■ **Document passage**:
▼

# Here's a site for all you RA buffs out there! (All 2 of em)



## cheddar cheese (Oct 16, 2004)

http://www.pacmodels.com/

You gotta check this out, a site practically dedicated to Italian war aspects. There are several die-cast models and kits of Italian planes, and also books about them. I came across a book dedicated to the SM.82...Theres a P.108 one on there as well which I might be tempted to order.  The models are a bit pricey though...from the pictures i've seen though they look good. However its all in US dollars so for Kiwimac and I (who AFAIK are the only people who are interested in this) ordering could be tricky. Well worth a look if you're after the unusual though. 8) 


I have affixed a random poll to this thread also, I am curious.


----------



## GermansRGeniuses (Oct 16, 2004)

Speaking of models...

Any tips?

Going to acquire a Revell 1:48 (I think, might be 1:32) Sr-71 Blackbird ($17.49) and a Testors finishing kit ($17.99-luckily for me, it has all the paints and tools I need with the exception of orange for the [space] suits and gunmetal for the landing gear, among other things...)...


Any hints for a first-timer?


I am getting a Blackbird because...

a)I like the plane

b)Not many small parts (fuselage itself is only two parts!)

c)Easy to paint-Minimal markings already modeled in black

d)The paint kist has all colors I need with the exception of two, saving moo-lah...

I was gonna get a Mustang, but too much painting...


I saw an airbrush today for $7.99, was thinking of using it for outlines, among other things...


Will the spray ruin the body? (10-15 psi only)

Anything I should do in preparation?


Once I get a digital camera (Hopefully a Konica-Minolta Dimage Z1 http://kmpi.konicaminolta.us/eprise/main/kmpi/content/cam/cam_Product_Pages/DiMAGE_Z1 [$259.99]...), I'll post pics of its progress and such...


----------



## cheddar cheese (Oct 17, 2004)

Ive never built a revell kit, but everyone I know who has made one has told me how bad they are...Dunno if you have airfix in USA, but use those if you do...

A good model to begin with is the Stuka I would say, its easy enough to get you going but challenging enough to keep you interested. I started with in and im moderately proud  

Cant help with any of the other stuff, Good Luck though  8)


----------



## GermansRGeniuses (Oct 17, 2004)

What is so bad about Revell?

I would try a 1:72 Testors Dauntless, Corsair, or Mustang, but more parts and painting, as well as more paints.

Rather start easy.

▲

■ **Information shown**:
▼

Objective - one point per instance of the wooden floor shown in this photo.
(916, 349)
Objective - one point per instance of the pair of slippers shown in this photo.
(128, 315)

▲

■ **Written tasks**:
1. In the forum thread, which model does cheddar cheese suggest as a good one to begin with?
2. Reproduce everything in the forum thread from "Once I get a" down to "if you do...".

■ **Written responses**:
1. The Stuka.

2.
Once I get a digital camera (Hopefully a Konica-Minolta Dimage Z1 http://kmpi.konicaminolta.us/eprise/main/kmpi/content/cam/cam_Product_Pages/DiMAGE_Z1 [$259.99]...), I'll post pics of its progress and such...


----------



## cheddar cheese (Oct 17, 2004)

Ive never built a revell kit, but everyone I know who has made one has told me how bad they are...Dunno if you have airfix in USA, but use those if you do...